Acordamos que trabajaríamos en varias sesiones de psicoterapia, concentrados solo en la cuestión de qué manera se podría enfrentar el problema de tener que hacer los exámenes. Necesitábamos la colaboración de Beto.

Nos hacía falta…algo, un poco, de confianza…no lo torturaría nadie…y a los suizos como él comentaba no les interesaba la gente, solo el trabajo...

En vano esperé al paciente. Beto no venía a las fechas acordadas. Lo llamaba por teléfono, pero no me atendía. Tenía un celular, al tratar de llamarlo me comunicaron que el número había sido cancelado.

Se hacía evidente por los comportamientos que Beto había sido torturado. No decía nada, pero sus intolerancias y sus reacciones nos lo contaban. No se podía hablar con él

Llamé al banco. Una empleada que me atendió, me informó que Beto se iba a comunicar en los próximos días. Llamaría él.

No me quedaba otra que esperar.

Después de unas tres semanas Beto me llamó por teléfono. “¿Me vas a retar?”, preguntó sin decir ni siquiera hola.

Le aseguré que no se me ocurría…pero que lo esperaba. A la sesión acordada llegó puntual, como un suizo.

Esta vez empezé yo: “Nos contaste mucho sin palabras, y es terrible…”

-Hay cosas que no aguanto.

-Se asocian, se juntan con recuerdos siniestros…claro que no querés recordar o pensar…las emociones son atroces, no hay palabras…al contar se revive…vuelven las cosas…y entiendo que no las querés…pero así te va mal ¿que hacemos?

§ Extracto de datos:
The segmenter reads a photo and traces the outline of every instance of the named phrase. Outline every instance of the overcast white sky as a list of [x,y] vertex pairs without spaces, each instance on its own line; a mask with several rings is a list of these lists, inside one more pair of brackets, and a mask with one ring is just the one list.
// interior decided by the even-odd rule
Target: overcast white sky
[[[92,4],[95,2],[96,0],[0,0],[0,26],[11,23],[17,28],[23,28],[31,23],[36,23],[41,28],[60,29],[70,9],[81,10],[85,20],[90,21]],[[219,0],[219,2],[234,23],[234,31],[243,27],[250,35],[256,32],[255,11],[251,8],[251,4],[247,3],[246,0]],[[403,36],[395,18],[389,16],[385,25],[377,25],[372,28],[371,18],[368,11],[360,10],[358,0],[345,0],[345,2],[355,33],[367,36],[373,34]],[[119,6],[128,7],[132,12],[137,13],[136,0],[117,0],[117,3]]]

§ Lo que se pide:
Cita del texto de estudio el trozo que va desde "En vano esperé" hasta "había sido cancelado.", sin cambiar nada. Las líneas no sirven para nada en esto.

§ Resultado del ejercicio:
En vano esperé al paciente. Beto no venía a las fechas acordadas. Lo llamaba por teléfono, pero no me atendía. Tenía un celular, al tratar de llamarlo me comunicaron que el número había sido cancelado.